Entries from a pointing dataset
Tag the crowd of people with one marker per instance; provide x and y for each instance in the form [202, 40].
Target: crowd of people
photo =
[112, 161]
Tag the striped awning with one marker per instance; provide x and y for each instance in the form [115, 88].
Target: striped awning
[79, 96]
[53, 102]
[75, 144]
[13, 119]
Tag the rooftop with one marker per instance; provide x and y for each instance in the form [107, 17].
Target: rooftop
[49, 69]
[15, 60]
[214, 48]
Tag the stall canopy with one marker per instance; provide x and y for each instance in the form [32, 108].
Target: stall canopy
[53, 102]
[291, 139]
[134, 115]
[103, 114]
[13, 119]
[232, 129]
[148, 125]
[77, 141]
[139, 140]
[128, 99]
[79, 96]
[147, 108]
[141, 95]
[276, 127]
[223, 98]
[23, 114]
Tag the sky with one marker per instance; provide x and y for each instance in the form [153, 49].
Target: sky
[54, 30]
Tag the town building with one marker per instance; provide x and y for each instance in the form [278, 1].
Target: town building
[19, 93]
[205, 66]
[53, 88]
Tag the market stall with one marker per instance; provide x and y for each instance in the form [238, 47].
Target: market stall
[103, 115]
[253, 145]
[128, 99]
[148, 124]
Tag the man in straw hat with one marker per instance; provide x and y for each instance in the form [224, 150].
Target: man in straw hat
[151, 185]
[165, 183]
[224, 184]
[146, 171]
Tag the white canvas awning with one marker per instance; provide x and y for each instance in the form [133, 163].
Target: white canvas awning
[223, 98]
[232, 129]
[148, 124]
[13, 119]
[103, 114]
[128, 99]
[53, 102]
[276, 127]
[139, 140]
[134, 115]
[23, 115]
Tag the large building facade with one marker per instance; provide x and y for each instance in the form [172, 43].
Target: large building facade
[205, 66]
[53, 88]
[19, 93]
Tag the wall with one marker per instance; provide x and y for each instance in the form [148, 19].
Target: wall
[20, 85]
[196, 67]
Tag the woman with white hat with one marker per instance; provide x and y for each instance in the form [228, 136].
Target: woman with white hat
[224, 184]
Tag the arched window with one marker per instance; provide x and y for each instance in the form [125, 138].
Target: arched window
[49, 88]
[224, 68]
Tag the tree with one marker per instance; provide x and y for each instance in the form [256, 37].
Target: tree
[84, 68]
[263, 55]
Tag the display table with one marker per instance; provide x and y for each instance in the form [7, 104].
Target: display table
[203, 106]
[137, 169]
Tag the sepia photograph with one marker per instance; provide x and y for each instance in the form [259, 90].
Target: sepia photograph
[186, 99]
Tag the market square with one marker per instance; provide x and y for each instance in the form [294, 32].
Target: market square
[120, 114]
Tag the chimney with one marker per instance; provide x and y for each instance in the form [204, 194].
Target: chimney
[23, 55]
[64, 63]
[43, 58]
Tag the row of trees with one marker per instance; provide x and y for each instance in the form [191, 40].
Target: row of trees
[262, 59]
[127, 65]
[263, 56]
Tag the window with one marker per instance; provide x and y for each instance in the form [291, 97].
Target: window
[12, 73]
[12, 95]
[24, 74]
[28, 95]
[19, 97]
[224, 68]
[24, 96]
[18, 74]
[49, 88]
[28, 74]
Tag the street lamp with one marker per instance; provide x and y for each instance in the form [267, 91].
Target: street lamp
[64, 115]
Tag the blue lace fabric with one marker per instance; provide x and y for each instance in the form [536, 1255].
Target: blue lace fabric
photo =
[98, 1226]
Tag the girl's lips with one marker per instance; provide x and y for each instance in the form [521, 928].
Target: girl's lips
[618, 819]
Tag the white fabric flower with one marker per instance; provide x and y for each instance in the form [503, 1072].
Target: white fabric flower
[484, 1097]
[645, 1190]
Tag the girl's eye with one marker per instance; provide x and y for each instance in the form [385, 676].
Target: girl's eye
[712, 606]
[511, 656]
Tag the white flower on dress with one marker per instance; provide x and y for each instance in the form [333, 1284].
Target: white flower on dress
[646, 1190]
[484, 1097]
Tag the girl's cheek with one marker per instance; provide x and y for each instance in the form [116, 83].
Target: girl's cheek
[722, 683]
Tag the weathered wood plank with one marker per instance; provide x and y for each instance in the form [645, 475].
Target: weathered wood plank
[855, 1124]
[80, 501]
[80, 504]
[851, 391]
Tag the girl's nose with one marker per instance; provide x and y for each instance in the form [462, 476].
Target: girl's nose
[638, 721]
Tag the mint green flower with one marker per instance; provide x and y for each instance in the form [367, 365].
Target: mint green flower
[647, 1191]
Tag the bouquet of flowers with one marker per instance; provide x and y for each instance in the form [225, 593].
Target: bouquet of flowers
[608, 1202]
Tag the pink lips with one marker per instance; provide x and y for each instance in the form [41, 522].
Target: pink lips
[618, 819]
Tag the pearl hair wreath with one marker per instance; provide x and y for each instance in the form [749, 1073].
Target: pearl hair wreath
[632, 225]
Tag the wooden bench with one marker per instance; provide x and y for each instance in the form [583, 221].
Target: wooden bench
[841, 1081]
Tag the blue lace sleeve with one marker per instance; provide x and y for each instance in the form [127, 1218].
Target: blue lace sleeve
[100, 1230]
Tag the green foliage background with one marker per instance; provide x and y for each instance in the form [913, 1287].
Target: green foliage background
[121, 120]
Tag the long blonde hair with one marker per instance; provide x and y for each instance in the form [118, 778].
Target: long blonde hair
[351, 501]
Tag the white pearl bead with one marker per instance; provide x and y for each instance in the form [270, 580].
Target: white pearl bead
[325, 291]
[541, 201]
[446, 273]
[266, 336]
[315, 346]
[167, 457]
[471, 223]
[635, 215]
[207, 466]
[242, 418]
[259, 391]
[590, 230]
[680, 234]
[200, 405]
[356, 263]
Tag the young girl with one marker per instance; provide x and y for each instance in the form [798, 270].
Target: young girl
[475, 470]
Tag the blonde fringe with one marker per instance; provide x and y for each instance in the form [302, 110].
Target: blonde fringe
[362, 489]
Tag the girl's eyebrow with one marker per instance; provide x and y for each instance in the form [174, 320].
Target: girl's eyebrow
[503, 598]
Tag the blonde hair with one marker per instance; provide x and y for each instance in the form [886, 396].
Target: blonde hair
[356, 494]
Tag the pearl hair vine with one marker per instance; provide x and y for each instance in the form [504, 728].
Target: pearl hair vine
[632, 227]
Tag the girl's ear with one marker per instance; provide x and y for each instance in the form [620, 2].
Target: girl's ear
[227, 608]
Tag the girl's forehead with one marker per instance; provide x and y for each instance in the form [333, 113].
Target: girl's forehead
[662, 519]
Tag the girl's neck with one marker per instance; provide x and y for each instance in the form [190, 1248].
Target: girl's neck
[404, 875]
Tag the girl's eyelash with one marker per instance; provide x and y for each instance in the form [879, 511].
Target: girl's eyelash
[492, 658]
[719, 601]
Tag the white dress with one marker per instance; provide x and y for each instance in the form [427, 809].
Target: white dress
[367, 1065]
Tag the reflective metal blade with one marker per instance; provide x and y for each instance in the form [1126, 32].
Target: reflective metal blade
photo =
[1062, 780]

#### PROBLEM TO SOLVE:
Could you quote the material above in full, exactly as it stands?

#### FINISHED TASK:
Tag the crowd of people with one marker per instance; provide x and y for each instance in the form [202, 40].
Target: crowd of people
photo =
[112, 161]
Tag the striped awning with one marker per instance; provide x and y for each instance in the form [115, 88].
Target: striped awning
[79, 96]
[53, 102]
[75, 144]
[13, 119]
Tag the rooftop with one marker per instance; provide x and y for each instance in the form [107, 17].
Target: rooftop
[49, 69]
[15, 60]
[214, 48]
Tag the stall canopy with one marker per instance; provide x and y for each instance in the form [32, 108].
Target: stall canopy
[53, 102]
[291, 139]
[134, 115]
[103, 114]
[13, 119]
[232, 129]
[148, 125]
[77, 141]
[139, 140]
[128, 99]
[79, 96]
[147, 108]
[141, 95]
[276, 127]
[223, 98]
[23, 114]
Tag the sky with one marker per instance; provide x and y for each instance in the form [153, 49].
Target: sky
[54, 30]
Tag the town building with one marker per instance; provide x and y for each instance in the form [278, 1].
Target: town building
[19, 93]
[205, 66]
[53, 88]
Tag the market stall with one marker per instance; provide x and y for each instance in the form [238, 47].
Target: market stall
[103, 115]
[253, 145]
[128, 99]
[148, 124]
Tag the man in straw hat with one marker per instance; provide x and y for each instance in the form [224, 150].
Target: man in straw hat
[151, 185]
[165, 183]
[224, 184]
[146, 171]
Tag the white canvas awning with one marker per instance; provide x and y for each instance in the form [133, 163].
Target: white canvas awning
[223, 98]
[232, 129]
[148, 124]
[13, 119]
[103, 114]
[128, 99]
[53, 102]
[276, 127]
[139, 140]
[134, 115]
[23, 115]
Tag the large building facade with one marker per instance; provide x and y for each instance in the form [172, 43].
Target: large building facade
[205, 66]
[53, 88]
[19, 93]
Tag the wall with one marker per instance; provide x and y for each instance in the form [148, 19].
Target: wall
[20, 85]
[196, 67]
Tag the woman with white hat with one marker per instance; provide x and y for each instance in the form [228, 136].
Target: woman with white hat
[224, 184]
Tag the arched window with one marker per instance; provide x and y for each instance in the form [125, 138].
Target: arched window
[49, 88]
[224, 68]
Tag the tree with one marker per instance; provide x and y for each instance in the form [256, 37].
Target: tree
[84, 68]
[263, 55]
Tag the display table with one marker per instance; provide x and y for each instance in the form [7, 104].
Target: display table
[203, 106]
[137, 169]
Tag the sepia photograph with one marker per instance; provide x and y for each instance in the form [259, 90].
Target: sepia photograph
[186, 99]
Tag the market square with one marker per instance; provide x and y for each instance in the form [294, 32].
Target: market square
[120, 114]
Tag the chimney with one marker per instance; provide x and y for each instance in the form [204, 194].
Target: chimney
[23, 55]
[64, 63]
[43, 58]
Tag the row of trees with one marker per instance; provide x and y for each instance in the form [191, 40].
Target: row of trees
[262, 59]
[127, 65]
[263, 56]
Tag the window with one marker per instance; provide x and y for each instance in the form [291, 97].
Target: window
[12, 73]
[12, 95]
[24, 74]
[28, 95]
[19, 97]
[224, 68]
[24, 96]
[18, 74]
[49, 88]
[28, 74]
Tag the street lamp with one marker per instance; provide x and y for each instance in the form [267, 91].
Target: street lamp
[64, 115]
Tag the blue lace fabric with one marker per instance; provide x and y for each instance in the form [536, 1255].
Target: blue lace fabric
photo =
[98, 1226]
Tag the girl's lips with one marker per instance; provide x and y for each instance in the form [521, 928].
Target: girl's lips
[618, 819]
Tag the white fabric flower with one marker per instance; provide x and y for each instance in the form [503, 1072].
Target: white fabric flower
[484, 1097]
[645, 1190]
Tag the girl's eye with one marker per instance; provide x and y for each instance in the form [385, 676].
Target: girl's eye
[712, 606]
[511, 656]
Tag the white flower on dress with one marker per instance; provide x and y for each instance in the form [333, 1284].
Target: white flower on dress
[646, 1190]
[484, 1097]
Tag the girl's cheek with one marker per instance; provide x and y for each instance in the form [116, 83].
Target: girl's cheek
[722, 683]
Tag the weathered wood plank with one marker per instance; provide x and y for each instance in the form [645, 475].
Target: weathered wood plank
[855, 1124]
[80, 501]
[80, 504]
[851, 391]
Tag the girl's nose with one marker per instance; provide x and y for each instance in the form [462, 476].
Target: girl's nose
[638, 721]
Tag the mint green flower with one marker per instance; provide x and y for each instance in the form [367, 365].
Target: mint green flower
[647, 1191]
Tag the bouquet of flowers with one marker per instance; provide x and y for each instance in the form [225, 593].
Target: bouquet of flowers
[608, 1202]
Tag the pink lips with one marker per instance; provide x and y for each instance in the form [41, 522].
Target: pink lips
[618, 819]
Tag the pearl hair wreath with one marker per instance; provide x and y for each instance in the form [749, 1073].
Target: pearl hair wreath
[632, 225]
Tag the wooden bench with one marker per instance; provide x and y for each instance in the form [583, 221].
Target: wooden bench
[841, 1081]
Tag the blue lace sleeve with one marker per instance; provide x and y for each instance in the form [127, 1218].
Target: blue lace sleeve
[100, 1230]
Tag the green foliage background with one marker per instance; provide x and y for each instance in the form [913, 1287].
Target: green foliage background
[121, 120]
Tag the long blonde hair with one marker per instance; provide x and y for each instance in the form [118, 778].
Target: long blonde hair
[351, 501]
Tag the white pearl bead with one marker per instance; provide x and y for each instance in the form [270, 580].
Target: white pearl bead
[325, 291]
[541, 201]
[446, 273]
[266, 336]
[315, 346]
[167, 457]
[471, 223]
[635, 215]
[207, 466]
[242, 418]
[259, 391]
[590, 230]
[680, 234]
[200, 405]
[356, 263]
Tag the young girl with one marker per instance; provide x and y for each instance in the form [798, 270].
Target: young girl
[475, 470]
Tag the blonde fringe with one marker per instance; provide x and y for each instance in the form [302, 110].
Target: blonde fringe
[362, 489]
Tag the girl's eyebrow with one marker per instance; provide x and y for each instance in the form [174, 320].
Target: girl's eyebrow
[503, 598]
Tag the blonde hair with one marker per instance; provide x and y for each instance in the form [886, 396].
Target: blonde hair
[356, 494]
Tag the pearl hair vine with one marker per instance; provide x and y for each instance in the form [504, 728].
Target: pearl hair vine
[632, 227]
Tag the girl's ear with one marker per instance; provide x and y for each instance in the form [620, 2].
Target: girl's ear
[227, 608]
Tag the girl's forehead with one marker per instance; provide x and y for each instance in the form [333, 113].
Target: girl's forehead
[662, 519]
Tag the girl's neck with one marker per instance; provide x and y for each instance in the form [190, 1248].
Target: girl's neck
[404, 875]
Tag the girl's eyelash with one marker per instance; provide x and y for each instance in the form [879, 511].
Target: girl's eyelash
[492, 658]
[719, 601]
Tag the white dress with one marker per instance; provide x and y for each instance in the form [427, 809].
Target: white dress
[367, 1065]
Tag the reflective metal blade with one marker per instance; provide x and y for each instance in the form [1126, 32].
Target: reflective metal blade
photo =
[1062, 780]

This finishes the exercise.